## CONSIGNE
Comptez les lignes des données ci-dessous qui contiennent la chaîne « paddy », en respectant la casse. Indiquez seulement ce nombre.

══ EXTRAITS DE DONNÉES ══

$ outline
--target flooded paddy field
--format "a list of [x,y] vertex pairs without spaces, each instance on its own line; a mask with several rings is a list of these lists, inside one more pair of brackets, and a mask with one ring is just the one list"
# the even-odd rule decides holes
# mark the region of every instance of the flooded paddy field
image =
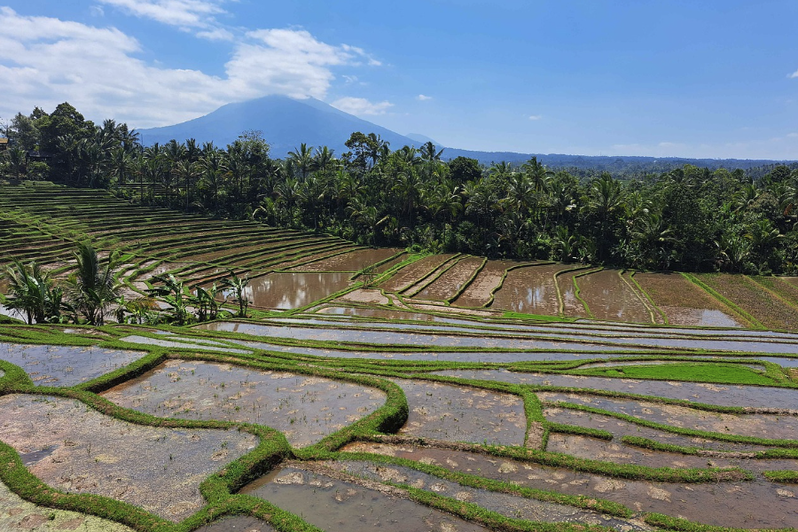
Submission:
[[543,392],[537,396],[542,401],[583,404],[670,426],[705,432],[772,440],[795,440],[798,436],[798,416],[789,414],[724,414],[646,401],[556,392]]
[[[613,435],[612,442],[614,444],[620,444],[623,436],[637,436],[646,438],[659,443],[668,443],[678,445],[681,447],[695,447],[706,450],[717,450],[728,452],[754,452],[770,449],[767,446],[757,445],[755,443],[738,443],[735,442],[724,442],[722,440],[713,440],[700,436],[689,436],[677,434],[667,430],[643,426],[631,421],[619,419],[613,416],[605,416],[592,412],[585,412],[583,411],[560,408],[560,407],[545,407],[544,409],[544,417],[546,420],[559,423],[562,425],[572,425],[585,428],[595,428],[604,430]],[[563,450],[565,447],[559,447],[562,443],[569,442],[579,442],[579,444],[584,444],[583,449],[577,450],[572,447],[570,450]],[[583,437],[574,434],[551,434],[549,437],[547,450],[553,452],[565,452],[573,456],[578,456],[584,458],[592,458],[598,447],[599,440],[596,438]],[[657,455],[658,453],[653,453]],[[667,456],[666,461],[662,465],[671,466],[675,463],[673,460],[681,459],[683,455],[675,453],[659,453],[660,456]],[[619,454],[613,459],[612,455],[606,456],[603,459],[607,461],[615,461],[618,463],[631,463],[630,457]],[[647,458],[638,463],[638,465],[645,465]]]
[[256,517],[232,515],[200,527],[195,532],[274,532],[274,530],[271,525]]
[[[607,390],[640,395],[684,399],[721,406],[753,406],[759,408],[798,409],[798,389],[759,386],[719,385],[705,382],[635,380],[606,377],[585,377],[557,373],[521,373],[506,370],[437,372],[438,375],[497,380],[513,384],[556,386]],[[796,434],[798,437],[798,434]]]
[[568,268],[566,264],[533,264],[509,271],[490,308],[557,316],[559,301],[554,275]]
[[743,326],[732,310],[678,273],[636,273],[634,279],[671,325]]
[[328,259],[308,262],[293,269],[294,271],[348,271],[355,273],[378,262],[382,262],[399,254],[395,247],[359,249]]
[[[296,325],[312,325],[308,320],[293,320]],[[320,325],[328,325],[319,322]],[[344,324],[340,324],[344,325]],[[349,326],[339,327],[302,327],[288,325],[260,325],[238,322],[214,322],[199,325],[198,328],[208,331],[223,331],[241,332],[254,336],[272,336],[282,338],[327,340],[332,341],[348,341],[362,343],[405,344],[405,345],[434,345],[445,347],[481,347],[505,348],[510,349],[573,349],[573,350],[646,350],[656,348],[669,349],[706,349],[712,351],[737,351],[745,353],[794,353],[798,343],[791,340],[779,341],[777,340],[748,340],[744,336],[715,340],[711,337],[690,339],[672,335],[656,336],[653,334],[604,334],[592,335],[583,332],[581,335],[567,334],[556,330],[545,334],[532,331],[528,334],[515,335],[515,338],[503,338],[512,335],[484,331],[467,330],[462,327],[454,328],[448,325],[425,325],[423,331],[419,325],[388,325],[380,326],[373,324],[368,330],[362,324],[352,324]],[[399,332],[393,329],[408,329],[415,332]],[[383,329],[383,330],[379,330]],[[451,334],[461,332],[461,334]],[[523,336],[537,338],[525,339]],[[539,339],[538,339],[539,338]]]
[[0,530],[9,532],[133,532],[119,523],[76,512],[37,506],[0,482]]
[[484,262],[481,257],[464,257],[437,279],[427,285],[414,297],[422,300],[448,301],[460,293],[463,286]]
[[[786,528],[794,527],[798,522],[798,508],[795,508],[794,498],[778,493],[779,490],[790,490],[763,480],[711,484],[652,482],[616,479],[472,452],[409,445],[355,443],[347,446],[344,450],[398,457],[519,486],[556,490],[574,496],[595,497],[620,503],[635,512],[668,514],[677,512],[690,520],[715,526]],[[701,460],[702,464],[685,464],[682,466],[706,467],[707,458]],[[423,474],[395,466],[360,467],[370,477],[384,479],[398,477],[410,480]],[[438,482],[442,482],[442,485],[447,488],[451,484],[440,480],[434,480],[429,483]],[[536,504],[532,501],[529,503],[531,505]],[[762,512],[763,507],[769,511]],[[548,512],[542,513],[548,514]],[[606,522],[601,524],[607,526]]]
[[567,522],[602,525],[616,530],[649,530],[639,521],[612,518],[591,510],[580,510],[564,505],[520,497],[506,493],[497,493],[462,486],[450,481],[421,473],[402,466],[383,466],[369,462],[339,462],[327,464],[332,467],[358,477],[390,481],[412,486],[418,489],[452,497],[496,512],[505,517],[529,521]]
[[285,372],[169,360],[102,394],[160,418],[266,425],[296,447],[316,443],[385,403],[381,390]]
[[394,274],[391,278],[382,283],[379,287],[388,292],[406,290],[415,285],[421,278],[451,260],[453,256],[453,254],[447,254],[429,255],[419,259],[403,267]]
[[252,279],[246,297],[255,307],[299,309],[348,288],[350,273],[270,273]]
[[697,274],[696,277],[752,315],[768,329],[798,331],[798,309],[774,298],[745,276]]
[[36,346],[0,342],[0,360],[25,370],[37,386],[74,386],[146,356],[97,347]]
[[518,262],[488,261],[480,273],[452,303],[458,307],[482,307],[490,301],[490,295],[502,282],[507,268]]
[[102,495],[174,521],[204,505],[202,481],[257,445],[237,430],[133,425],[75,400],[29,395],[0,396],[0,441],[53,488]]
[[[466,348],[503,348],[508,349],[573,349],[578,351],[627,350],[628,346],[598,346],[577,341],[549,341],[546,340],[501,338],[500,336],[445,335],[429,332],[403,332],[389,329],[379,331],[379,327],[360,330],[353,327],[321,328],[290,325],[268,325],[237,322],[214,322],[197,328],[207,331],[240,332],[253,336],[270,336],[292,338],[295,340],[317,340],[328,341],[348,341],[353,343],[395,344],[409,346],[441,346]],[[776,350],[774,352],[781,352]]]
[[648,307],[617,270],[602,270],[576,278],[580,297],[597,319],[652,323]]
[[231,340],[234,343],[252,348],[253,349],[265,349],[282,353],[293,353],[296,355],[309,355],[312,356],[325,356],[331,358],[360,358],[360,359],[387,359],[387,360],[419,360],[428,362],[490,362],[490,363],[513,363],[513,362],[535,362],[535,361],[573,361],[579,359],[612,358],[618,356],[614,353],[591,353],[591,352],[562,352],[552,353],[544,351],[536,352],[482,352],[482,351],[396,351],[396,350],[343,350],[335,349],[332,347],[306,348],[295,346],[285,346],[276,343],[265,343],[247,340]]
[[[67,494],[110,497],[106,518],[133,526],[129,513],[147,512],[176,529],[202,532],[288,530],[301,521],[347,532],[798,526],[798,489],[788,475],[766,476],[798,470],[794,278],[454,254],[398,269],[419,255],[250,222],[186,220],[72,188],[63,189],[70,209],[56,210],[52,190],[39,188],[4,192],[27,198],[18,205],[37,213],[52,211],[70,230],[118,239],[110,246],[129,254],[120,278],[126,299],[155,273],[191,286],[222,279],[231,267],[253,279],[254,304],[241,323],[225,317],[182,332],[155,323],[68,325],[72,334],[64,325],[0,326],[0,359],[35,381],[10,379],[15,368],[0,375],[4,532],[127,532],[89,515],[100,512],[89,503],[95,499],[48,499],[46,487],[31,496],[27,471]],[[68,274],[72,245],[38,242],[41,231],[23,229],[7,231],[8,256],[38,258]],[[356,273],[376,264],[375,272],[392,277],[361,285]],[[224,309],[237,310],[229,301]],[[113,348],[27,345],[49,334]],[[70,387],[140,364],[147,353],[167,362],[131,367],[135,377],[109,382],[99,395]],[[656,359],[633,358],[640,356]],[[253,361],[260,369],[246,367]],[[403,397],[388,401],[346,375],[389,379]],[[434,380],[442,376],[472,385]],[[717,413],[695,403],[741,410]],[[234,428],[184,428],[190,423]],[[282,435],[260,442],[247,432],[263,426]],[[727,467],[750,476],[713,469]],[[242,489],[253,479],[260,480]],[[64,499],[86,513],[41,505]],[[116,501],[134,508],[113,507]],[[630,512],[595,511],[612,503]],[[651,512],[690,522],[663,523]],[[134,528],[171,528],[144,519]]]
[[322,472],[292,464],[246,486],[241,492],[300,515],[326,532],[487,530],[408,500],[398,489],[355,479],[341,480],[334,470]]
[[520,397],[437,382],[393,380],[404,391],[410,408],[399,434],[524,445],[527,419]]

═══

## RÉPONSE
2